# Given data start

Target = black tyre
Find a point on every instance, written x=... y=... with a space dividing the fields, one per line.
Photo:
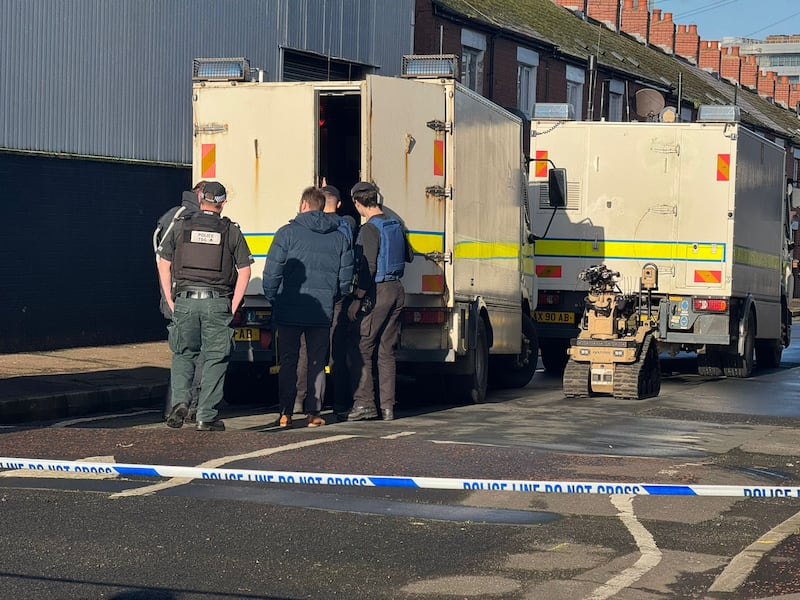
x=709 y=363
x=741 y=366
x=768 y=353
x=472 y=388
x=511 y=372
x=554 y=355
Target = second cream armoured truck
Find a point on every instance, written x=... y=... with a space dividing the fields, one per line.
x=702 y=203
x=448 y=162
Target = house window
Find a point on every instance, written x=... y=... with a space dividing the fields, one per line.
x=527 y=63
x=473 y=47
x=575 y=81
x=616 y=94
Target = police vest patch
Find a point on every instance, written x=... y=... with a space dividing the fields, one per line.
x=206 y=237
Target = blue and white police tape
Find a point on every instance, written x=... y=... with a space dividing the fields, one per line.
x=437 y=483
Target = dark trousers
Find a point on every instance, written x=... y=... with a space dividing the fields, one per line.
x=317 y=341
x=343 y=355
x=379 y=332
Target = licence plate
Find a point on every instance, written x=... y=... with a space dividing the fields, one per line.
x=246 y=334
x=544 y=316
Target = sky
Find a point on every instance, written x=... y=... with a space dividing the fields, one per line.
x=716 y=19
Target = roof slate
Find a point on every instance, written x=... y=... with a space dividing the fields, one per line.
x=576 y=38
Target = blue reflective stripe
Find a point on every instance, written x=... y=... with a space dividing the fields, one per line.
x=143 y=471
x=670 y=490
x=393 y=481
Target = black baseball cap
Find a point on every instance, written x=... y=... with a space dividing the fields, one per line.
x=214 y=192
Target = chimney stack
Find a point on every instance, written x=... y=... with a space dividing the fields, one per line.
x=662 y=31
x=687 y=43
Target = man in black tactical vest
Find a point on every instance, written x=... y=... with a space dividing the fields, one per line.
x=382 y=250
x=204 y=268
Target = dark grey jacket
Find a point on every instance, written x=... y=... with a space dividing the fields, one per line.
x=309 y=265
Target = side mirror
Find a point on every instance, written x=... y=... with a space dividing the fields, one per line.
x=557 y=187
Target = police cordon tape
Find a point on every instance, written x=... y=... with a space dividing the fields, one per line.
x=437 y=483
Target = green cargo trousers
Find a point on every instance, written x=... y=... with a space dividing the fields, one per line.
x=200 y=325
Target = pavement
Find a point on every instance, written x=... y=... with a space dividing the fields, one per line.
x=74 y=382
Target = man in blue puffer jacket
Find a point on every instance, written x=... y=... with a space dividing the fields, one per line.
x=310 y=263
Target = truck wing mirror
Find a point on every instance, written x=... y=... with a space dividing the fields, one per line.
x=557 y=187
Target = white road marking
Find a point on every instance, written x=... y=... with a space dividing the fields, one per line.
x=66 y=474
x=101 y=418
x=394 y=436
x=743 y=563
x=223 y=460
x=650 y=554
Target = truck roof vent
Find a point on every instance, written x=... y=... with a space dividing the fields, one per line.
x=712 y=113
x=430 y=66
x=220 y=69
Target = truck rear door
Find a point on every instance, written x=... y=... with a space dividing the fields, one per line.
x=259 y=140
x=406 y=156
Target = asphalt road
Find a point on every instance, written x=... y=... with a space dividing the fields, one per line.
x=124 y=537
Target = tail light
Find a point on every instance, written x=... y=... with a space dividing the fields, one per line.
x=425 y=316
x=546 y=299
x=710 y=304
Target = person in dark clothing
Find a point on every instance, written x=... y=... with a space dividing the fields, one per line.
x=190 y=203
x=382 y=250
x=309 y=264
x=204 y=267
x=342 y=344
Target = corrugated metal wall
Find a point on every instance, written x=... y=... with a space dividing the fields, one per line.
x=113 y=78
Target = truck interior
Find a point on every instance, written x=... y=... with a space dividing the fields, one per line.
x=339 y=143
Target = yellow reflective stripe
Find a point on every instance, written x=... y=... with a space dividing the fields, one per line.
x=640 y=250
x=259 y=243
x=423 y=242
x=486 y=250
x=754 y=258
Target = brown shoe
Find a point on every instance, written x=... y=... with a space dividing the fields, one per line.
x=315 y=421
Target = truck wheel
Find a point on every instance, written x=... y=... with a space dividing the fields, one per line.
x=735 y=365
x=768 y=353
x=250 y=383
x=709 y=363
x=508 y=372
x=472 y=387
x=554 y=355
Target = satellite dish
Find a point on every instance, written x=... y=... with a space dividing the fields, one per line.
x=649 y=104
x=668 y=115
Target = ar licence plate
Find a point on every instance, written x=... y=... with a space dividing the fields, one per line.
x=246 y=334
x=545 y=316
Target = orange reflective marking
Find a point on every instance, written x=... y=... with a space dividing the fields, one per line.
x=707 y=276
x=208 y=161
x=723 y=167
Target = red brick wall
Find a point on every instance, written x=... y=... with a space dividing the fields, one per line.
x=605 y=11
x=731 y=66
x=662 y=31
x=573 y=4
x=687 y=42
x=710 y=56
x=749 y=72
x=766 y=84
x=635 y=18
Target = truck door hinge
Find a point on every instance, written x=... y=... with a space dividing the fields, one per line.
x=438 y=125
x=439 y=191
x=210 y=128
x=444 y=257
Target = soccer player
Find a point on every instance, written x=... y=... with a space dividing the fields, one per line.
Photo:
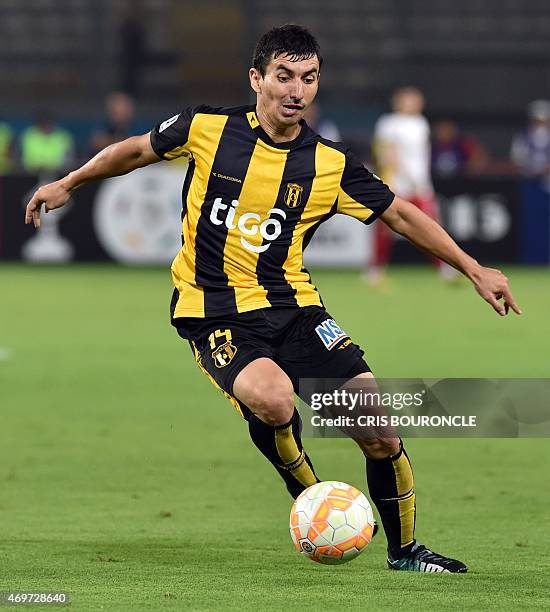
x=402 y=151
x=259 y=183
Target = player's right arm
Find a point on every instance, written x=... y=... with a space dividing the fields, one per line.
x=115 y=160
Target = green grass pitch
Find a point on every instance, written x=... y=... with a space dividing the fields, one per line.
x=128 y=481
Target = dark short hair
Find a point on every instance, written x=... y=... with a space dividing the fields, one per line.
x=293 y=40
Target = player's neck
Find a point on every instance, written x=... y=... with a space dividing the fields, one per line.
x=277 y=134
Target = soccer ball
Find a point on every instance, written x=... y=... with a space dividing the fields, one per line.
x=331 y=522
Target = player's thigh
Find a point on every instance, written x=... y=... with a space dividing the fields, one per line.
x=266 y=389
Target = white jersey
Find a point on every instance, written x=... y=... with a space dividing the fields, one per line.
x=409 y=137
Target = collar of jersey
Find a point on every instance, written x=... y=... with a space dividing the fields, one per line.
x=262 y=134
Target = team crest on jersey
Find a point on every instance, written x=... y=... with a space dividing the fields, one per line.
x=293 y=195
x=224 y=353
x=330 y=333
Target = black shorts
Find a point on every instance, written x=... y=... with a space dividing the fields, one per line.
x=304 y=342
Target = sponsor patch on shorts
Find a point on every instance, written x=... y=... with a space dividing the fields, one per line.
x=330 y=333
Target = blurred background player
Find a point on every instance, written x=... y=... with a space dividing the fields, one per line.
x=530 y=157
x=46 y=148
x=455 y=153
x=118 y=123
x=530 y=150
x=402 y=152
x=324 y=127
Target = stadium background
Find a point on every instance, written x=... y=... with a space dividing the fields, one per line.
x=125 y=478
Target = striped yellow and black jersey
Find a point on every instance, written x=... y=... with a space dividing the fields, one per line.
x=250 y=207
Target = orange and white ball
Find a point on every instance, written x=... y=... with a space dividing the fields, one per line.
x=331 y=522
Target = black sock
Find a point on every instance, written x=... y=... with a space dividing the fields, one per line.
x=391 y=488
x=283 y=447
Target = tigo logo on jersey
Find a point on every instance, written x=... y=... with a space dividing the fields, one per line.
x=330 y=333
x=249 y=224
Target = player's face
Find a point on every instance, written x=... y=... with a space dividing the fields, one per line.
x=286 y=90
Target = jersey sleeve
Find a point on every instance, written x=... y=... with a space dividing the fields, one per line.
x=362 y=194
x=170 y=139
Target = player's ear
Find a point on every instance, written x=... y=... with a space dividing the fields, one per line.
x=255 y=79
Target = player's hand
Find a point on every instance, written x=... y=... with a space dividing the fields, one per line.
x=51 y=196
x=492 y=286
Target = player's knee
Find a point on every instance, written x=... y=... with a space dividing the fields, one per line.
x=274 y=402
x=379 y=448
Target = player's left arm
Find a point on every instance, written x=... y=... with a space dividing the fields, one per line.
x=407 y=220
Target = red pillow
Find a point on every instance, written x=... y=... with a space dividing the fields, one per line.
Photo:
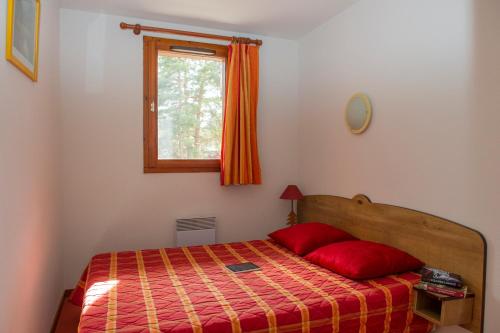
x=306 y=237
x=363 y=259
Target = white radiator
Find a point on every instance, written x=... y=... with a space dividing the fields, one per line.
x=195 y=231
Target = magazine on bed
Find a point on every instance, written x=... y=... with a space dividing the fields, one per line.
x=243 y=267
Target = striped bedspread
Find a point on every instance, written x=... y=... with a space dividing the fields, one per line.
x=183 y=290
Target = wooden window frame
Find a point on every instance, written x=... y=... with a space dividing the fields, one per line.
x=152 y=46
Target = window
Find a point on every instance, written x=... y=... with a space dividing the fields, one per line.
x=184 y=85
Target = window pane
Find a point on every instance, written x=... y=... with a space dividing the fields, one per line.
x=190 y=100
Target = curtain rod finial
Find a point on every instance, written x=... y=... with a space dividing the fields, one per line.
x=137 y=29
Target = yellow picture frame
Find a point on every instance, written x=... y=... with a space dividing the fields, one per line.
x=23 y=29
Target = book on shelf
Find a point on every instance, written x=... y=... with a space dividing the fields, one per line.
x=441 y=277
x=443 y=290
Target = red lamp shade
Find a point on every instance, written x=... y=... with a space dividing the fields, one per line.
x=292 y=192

# Given data end
# Given data start

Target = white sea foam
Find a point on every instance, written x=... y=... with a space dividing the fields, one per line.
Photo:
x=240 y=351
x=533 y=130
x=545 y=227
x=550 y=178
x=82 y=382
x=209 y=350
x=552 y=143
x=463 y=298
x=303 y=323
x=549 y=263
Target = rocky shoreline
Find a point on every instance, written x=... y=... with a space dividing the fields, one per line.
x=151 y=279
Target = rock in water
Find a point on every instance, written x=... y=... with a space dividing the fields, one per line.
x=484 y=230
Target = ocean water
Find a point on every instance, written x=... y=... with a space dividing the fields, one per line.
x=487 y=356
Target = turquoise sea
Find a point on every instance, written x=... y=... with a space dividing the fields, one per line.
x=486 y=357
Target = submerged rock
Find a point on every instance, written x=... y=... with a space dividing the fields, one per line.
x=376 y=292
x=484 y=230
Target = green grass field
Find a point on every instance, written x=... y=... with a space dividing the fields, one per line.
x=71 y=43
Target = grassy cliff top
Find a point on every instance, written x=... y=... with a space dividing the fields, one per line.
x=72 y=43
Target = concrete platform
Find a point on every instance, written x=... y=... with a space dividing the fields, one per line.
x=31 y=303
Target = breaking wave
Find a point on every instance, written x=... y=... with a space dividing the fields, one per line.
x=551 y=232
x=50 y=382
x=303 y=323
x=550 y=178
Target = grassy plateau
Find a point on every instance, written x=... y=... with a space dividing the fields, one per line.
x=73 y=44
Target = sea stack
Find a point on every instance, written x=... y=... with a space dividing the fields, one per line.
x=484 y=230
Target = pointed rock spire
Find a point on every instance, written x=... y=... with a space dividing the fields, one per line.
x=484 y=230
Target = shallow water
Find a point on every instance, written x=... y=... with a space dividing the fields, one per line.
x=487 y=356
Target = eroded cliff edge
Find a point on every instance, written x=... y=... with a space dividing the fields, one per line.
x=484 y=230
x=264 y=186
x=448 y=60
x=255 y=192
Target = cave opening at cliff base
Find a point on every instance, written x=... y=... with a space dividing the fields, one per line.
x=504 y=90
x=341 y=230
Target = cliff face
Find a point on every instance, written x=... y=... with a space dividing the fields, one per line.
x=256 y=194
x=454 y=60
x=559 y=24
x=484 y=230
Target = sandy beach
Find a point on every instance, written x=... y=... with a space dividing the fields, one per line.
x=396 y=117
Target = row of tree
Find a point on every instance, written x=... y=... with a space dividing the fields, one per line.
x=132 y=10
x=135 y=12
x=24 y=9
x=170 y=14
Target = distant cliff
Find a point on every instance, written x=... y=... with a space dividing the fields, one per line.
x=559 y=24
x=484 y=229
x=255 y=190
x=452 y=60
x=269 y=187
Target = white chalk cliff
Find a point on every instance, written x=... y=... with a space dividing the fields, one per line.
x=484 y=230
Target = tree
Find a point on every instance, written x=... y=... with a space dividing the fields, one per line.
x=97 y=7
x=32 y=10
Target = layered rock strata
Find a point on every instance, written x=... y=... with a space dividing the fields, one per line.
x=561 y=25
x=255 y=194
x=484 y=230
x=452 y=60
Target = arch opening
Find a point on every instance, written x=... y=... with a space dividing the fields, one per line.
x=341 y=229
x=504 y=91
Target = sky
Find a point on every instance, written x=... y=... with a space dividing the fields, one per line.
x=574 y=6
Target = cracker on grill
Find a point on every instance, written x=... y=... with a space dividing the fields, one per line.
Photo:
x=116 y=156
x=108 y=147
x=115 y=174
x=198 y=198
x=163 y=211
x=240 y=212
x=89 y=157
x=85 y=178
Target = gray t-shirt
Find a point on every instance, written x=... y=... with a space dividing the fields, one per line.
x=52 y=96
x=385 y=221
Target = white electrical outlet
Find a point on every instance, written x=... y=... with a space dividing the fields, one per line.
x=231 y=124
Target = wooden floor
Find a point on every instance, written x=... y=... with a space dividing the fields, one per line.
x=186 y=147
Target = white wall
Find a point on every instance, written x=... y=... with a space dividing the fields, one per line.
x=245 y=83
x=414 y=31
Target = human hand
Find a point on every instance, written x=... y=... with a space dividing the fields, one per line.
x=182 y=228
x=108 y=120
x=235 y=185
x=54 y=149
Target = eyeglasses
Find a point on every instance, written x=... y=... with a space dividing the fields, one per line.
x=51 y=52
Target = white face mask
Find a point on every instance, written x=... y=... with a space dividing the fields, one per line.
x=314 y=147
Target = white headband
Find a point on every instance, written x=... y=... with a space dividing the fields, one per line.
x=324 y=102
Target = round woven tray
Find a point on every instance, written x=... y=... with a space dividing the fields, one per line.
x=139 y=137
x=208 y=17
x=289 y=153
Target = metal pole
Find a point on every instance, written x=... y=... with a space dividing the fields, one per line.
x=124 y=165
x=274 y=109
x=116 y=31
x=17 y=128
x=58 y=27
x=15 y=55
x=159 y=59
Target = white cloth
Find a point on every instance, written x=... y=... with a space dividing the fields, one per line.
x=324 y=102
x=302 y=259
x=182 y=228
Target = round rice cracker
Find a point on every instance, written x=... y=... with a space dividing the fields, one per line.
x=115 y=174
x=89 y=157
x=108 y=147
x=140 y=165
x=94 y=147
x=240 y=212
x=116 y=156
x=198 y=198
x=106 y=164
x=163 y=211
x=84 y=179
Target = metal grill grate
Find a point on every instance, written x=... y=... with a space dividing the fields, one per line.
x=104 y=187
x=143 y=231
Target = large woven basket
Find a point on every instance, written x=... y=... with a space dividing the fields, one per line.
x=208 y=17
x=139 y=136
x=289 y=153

# Given data end

**Aim:** Please copy out the items word for word, everything from the line containing "Target = orange reflective marking" down to the line containing "x=128 y=481", with both of those lines included and the pictures left out.

**Full response:**
Target = orange reflective marking
Find a point on every instance, written x=... y=... with a space dividing the fields, one per line.
x=707 y=276
x=208 y=161
x=723 y=167
Target = red brick wall
Find a point on every instance, written x=... y=... with a space dividing the fields, one per line.
x=605 y=11
x=731 y=66
x=662 y=31
x=573 y=4
x=687 y=42
x=710 y=56
x=749 y=72
x=766 y=84
x=635 y=18
Target = truck door hinge
Find a point on every instance, written x=... y=... with a space dividing the fields, one per line.
x=438 y=125
x=439 y=191
x=210 y=128
x=444 y=257
Target = soccer player
Find a point on every instance, written x=... y=... with a space dividing the fields, one per line.
Photo:
x=402 y=151
x=259 y=183
Target = player's right arm
Find a point on every instance, written x=... y=... with a space dividing the fields, one per line.
x=115 y=160
Target = green grass pitch
Find a point on every instance, written x=... y=... with a space dividing the fields, one per line.
x=128 y=481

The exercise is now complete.